• _Passage to read_:
______________________________

Laden with chains, he was brought to the gates of Münster one dark night and there abandoned. In the morning he was recognised by the sentinels, and was brought into the city, and led in triumph before the king, by a vast concourse chanting German hymns.[225]
And thus he accounted for his presence:—"I was last night at Iburg in a dark dungeon, when suddenlya brilliant light filled my prison, and I saw before me an angel of God, who took me by the hand and led me forth, and delivered me from the death which has befallen all my companions, and which the ungodly determined to inflict on me upon the morrow. The angel transported me asleep to the gate of Münster, and that none may doubt my story, lo! the chains, wherewith I was laden by the enemies of Israel, still encumber me."
Some of the courtiers doubted the miracle, but not so the people, and the king gave implicit credence to his word, or perhaps thought the event capable of a very simple explanation, which had been magnified and rendered supernatural by the heated fancy of the mystic.
Graess became the idol of the people and the favourite of Bockelson. The king passed a ring upon his finger, and covered him with a robe of distinction, half grey, half green—the first the symbol of persistence, the other typical of gratitude to God.[226]Graess profited by his position to closely observe all that transpired of the royal schemes.

______________________________

• _Required task a_: Return the portion of the passage about Graess starting with "Some of the" and going on through "the royal schemes.", copied word for word.
The passage about Graess and the listing that follows it are separate materials.

______________________________

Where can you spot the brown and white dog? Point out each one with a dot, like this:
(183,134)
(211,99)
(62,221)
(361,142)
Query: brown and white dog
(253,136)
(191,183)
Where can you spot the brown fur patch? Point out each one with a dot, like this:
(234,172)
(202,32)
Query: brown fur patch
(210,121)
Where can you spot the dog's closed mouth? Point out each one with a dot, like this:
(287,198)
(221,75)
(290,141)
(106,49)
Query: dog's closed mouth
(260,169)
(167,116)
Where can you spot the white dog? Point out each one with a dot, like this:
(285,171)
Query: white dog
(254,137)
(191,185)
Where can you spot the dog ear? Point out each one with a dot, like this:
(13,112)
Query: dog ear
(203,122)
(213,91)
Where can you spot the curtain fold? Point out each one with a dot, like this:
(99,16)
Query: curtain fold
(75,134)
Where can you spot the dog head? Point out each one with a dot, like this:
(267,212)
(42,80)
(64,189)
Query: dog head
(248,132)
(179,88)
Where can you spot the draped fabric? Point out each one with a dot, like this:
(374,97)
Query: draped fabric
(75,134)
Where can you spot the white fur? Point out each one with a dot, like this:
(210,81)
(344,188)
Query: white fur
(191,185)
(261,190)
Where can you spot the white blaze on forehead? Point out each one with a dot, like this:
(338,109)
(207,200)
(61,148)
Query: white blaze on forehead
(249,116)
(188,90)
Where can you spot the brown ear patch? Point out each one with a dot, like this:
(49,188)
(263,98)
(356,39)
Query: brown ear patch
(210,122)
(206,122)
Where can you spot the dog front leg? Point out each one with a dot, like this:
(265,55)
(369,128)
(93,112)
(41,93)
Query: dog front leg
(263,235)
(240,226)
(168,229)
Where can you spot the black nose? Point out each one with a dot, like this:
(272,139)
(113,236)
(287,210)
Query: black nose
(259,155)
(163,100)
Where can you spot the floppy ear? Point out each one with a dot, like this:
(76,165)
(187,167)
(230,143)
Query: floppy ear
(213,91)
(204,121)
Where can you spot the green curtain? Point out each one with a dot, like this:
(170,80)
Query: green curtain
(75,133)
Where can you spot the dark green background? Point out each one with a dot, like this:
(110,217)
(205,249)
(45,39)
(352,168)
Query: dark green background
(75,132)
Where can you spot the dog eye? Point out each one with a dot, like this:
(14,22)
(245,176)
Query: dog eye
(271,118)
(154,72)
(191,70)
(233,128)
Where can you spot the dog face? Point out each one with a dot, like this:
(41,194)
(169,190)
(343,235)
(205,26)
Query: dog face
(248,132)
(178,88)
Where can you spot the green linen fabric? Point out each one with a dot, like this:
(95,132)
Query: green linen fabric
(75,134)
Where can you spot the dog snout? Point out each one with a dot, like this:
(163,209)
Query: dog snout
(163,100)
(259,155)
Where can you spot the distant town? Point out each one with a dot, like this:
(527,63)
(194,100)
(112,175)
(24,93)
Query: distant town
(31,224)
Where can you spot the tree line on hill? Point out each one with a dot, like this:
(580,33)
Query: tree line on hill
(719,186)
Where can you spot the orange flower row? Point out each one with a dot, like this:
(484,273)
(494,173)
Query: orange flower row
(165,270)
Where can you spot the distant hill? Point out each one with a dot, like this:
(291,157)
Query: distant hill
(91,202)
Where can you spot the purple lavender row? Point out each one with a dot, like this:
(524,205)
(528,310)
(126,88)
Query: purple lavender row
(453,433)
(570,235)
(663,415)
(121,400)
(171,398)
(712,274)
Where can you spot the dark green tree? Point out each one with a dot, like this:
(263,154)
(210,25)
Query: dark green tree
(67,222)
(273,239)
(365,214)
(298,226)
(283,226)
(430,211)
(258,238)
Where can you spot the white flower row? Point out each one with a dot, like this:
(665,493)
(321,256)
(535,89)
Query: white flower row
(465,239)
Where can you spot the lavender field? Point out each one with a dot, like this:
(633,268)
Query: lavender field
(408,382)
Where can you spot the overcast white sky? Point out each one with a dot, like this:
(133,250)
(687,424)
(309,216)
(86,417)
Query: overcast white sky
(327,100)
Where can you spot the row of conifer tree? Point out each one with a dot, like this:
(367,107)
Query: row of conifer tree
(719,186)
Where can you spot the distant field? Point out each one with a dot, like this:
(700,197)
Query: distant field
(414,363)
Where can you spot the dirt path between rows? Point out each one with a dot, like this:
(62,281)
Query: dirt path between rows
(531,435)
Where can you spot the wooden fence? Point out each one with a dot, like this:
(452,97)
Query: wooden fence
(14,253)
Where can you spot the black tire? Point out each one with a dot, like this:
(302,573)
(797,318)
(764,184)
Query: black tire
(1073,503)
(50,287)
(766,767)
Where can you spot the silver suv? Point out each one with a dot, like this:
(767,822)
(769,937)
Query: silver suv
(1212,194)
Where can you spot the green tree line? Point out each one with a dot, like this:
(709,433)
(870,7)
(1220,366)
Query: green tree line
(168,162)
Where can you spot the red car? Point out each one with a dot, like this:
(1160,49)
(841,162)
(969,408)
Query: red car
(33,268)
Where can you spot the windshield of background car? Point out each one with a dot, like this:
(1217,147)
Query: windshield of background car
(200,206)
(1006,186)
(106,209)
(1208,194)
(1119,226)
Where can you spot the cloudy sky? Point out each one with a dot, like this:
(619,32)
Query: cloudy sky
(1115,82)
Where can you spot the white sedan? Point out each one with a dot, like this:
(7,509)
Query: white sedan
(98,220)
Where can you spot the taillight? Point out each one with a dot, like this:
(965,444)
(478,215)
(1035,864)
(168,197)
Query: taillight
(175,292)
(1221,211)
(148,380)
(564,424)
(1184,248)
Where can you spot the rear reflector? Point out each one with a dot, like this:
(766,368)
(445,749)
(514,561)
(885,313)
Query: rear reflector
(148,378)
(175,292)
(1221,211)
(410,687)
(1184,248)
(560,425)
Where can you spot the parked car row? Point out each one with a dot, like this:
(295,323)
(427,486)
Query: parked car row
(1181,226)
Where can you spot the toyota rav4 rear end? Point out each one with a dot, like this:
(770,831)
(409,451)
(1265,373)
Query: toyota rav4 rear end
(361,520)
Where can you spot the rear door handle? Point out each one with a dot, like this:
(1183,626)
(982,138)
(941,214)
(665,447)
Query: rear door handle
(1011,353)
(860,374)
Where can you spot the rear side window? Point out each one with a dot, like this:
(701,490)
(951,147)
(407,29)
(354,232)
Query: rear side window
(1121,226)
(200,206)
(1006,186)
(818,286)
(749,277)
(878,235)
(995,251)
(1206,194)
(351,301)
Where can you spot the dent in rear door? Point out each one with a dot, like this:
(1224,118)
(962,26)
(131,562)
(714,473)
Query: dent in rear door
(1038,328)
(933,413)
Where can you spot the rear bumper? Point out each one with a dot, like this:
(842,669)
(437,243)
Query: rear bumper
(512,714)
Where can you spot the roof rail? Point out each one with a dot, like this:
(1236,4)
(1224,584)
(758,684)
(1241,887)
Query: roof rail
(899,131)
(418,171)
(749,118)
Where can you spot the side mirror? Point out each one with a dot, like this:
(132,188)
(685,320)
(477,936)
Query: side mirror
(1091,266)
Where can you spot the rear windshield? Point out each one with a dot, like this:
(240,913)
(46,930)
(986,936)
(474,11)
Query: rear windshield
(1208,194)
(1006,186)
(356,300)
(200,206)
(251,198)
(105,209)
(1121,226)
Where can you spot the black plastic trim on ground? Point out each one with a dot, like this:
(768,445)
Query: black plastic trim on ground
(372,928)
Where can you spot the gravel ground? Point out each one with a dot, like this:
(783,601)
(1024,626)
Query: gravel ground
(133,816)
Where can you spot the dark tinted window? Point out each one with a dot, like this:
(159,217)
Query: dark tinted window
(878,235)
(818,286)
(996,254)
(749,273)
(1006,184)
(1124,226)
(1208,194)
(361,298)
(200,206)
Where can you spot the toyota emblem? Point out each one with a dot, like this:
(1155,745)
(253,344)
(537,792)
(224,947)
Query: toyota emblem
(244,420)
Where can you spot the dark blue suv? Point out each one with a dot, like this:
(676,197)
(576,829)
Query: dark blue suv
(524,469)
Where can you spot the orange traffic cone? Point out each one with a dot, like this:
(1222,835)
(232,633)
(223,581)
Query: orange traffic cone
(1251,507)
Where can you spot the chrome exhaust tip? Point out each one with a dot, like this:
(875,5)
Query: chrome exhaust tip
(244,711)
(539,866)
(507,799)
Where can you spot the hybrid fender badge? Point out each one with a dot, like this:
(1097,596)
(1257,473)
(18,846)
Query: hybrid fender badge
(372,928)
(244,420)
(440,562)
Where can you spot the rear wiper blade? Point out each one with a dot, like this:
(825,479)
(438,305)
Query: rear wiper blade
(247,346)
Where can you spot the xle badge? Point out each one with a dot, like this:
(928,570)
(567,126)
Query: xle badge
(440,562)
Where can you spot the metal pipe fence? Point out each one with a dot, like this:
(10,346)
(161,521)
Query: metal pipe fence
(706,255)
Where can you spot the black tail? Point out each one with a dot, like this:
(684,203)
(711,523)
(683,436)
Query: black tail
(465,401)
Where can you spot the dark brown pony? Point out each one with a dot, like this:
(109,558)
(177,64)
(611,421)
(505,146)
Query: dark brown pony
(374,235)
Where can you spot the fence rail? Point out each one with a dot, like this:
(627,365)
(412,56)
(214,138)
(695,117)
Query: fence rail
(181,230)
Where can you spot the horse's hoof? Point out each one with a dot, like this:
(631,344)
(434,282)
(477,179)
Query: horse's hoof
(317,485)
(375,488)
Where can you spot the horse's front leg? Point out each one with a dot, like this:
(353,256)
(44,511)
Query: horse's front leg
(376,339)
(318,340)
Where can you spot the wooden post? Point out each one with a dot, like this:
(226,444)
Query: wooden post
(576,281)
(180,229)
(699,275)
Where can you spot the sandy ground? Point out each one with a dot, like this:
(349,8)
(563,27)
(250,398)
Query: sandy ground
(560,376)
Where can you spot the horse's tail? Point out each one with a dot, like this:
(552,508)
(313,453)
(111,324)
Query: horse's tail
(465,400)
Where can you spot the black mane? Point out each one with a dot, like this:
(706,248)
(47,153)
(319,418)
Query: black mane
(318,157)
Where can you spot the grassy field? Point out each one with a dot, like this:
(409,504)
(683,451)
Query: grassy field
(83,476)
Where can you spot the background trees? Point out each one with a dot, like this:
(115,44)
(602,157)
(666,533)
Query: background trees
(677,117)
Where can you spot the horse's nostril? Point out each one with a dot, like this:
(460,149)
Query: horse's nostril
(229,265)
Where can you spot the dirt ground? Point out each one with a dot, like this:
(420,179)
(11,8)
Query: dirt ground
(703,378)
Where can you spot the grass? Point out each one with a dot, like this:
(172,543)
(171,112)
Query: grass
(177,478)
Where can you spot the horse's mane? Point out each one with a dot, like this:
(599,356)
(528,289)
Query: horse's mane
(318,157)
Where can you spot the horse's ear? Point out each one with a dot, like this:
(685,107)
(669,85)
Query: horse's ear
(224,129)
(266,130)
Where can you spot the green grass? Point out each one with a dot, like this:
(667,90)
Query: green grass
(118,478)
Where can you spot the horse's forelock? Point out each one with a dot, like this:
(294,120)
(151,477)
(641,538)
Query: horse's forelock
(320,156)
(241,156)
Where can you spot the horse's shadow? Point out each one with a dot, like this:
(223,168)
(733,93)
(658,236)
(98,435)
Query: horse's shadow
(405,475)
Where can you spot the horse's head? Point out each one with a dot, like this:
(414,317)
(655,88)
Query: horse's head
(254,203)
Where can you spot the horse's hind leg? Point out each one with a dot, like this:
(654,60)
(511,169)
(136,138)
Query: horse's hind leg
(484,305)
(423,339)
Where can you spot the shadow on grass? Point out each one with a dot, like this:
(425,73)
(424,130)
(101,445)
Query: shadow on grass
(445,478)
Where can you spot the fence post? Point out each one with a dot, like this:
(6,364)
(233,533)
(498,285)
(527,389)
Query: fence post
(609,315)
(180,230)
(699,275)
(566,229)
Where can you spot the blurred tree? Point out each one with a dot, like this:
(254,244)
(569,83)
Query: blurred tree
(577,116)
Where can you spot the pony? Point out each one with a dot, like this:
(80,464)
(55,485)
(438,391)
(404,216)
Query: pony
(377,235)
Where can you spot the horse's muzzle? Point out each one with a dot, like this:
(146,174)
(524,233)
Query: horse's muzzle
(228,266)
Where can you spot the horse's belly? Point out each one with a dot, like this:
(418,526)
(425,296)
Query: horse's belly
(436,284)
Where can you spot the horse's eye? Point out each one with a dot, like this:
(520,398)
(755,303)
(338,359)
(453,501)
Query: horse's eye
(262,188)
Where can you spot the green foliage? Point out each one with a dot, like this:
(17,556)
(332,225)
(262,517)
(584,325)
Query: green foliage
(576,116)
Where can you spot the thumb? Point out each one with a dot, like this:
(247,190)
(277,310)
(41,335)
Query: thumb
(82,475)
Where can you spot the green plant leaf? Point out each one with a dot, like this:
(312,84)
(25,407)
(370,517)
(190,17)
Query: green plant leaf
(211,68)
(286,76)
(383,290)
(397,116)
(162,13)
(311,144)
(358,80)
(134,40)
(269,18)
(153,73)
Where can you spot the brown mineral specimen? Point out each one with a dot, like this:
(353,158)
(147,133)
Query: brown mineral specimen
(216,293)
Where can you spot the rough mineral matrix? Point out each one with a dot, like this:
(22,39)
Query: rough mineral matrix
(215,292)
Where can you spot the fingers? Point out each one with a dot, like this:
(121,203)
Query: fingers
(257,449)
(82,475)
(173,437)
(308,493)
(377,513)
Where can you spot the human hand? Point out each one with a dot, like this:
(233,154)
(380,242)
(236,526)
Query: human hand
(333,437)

______________________________

• _Required task b_: Return, unchanged, each line of the listing that contains the string "silver".

• _Written solution a_:
Some of the courtiers doubted the miracle, but not so the people, and the king gave implicit credence to his word, or perhaps thought the event capable of a very simple explanation, which had been magnified and rendered supernatural by the heated fancy of the mystic.
Graess became the idol of the people and the favourite of Bockelson. The king passed a ring upon his finger, and covered him with a robe of distinction, half grey, half green—the first the symbol of persistence, the other typical of gratitude to God.[226]Graess profited by his position to closely observe all that transpired of the royal schemes.

• _Written solution b_:
Where can you spot the silver suv? Point out each one with a dot, like this:
Query: silver suv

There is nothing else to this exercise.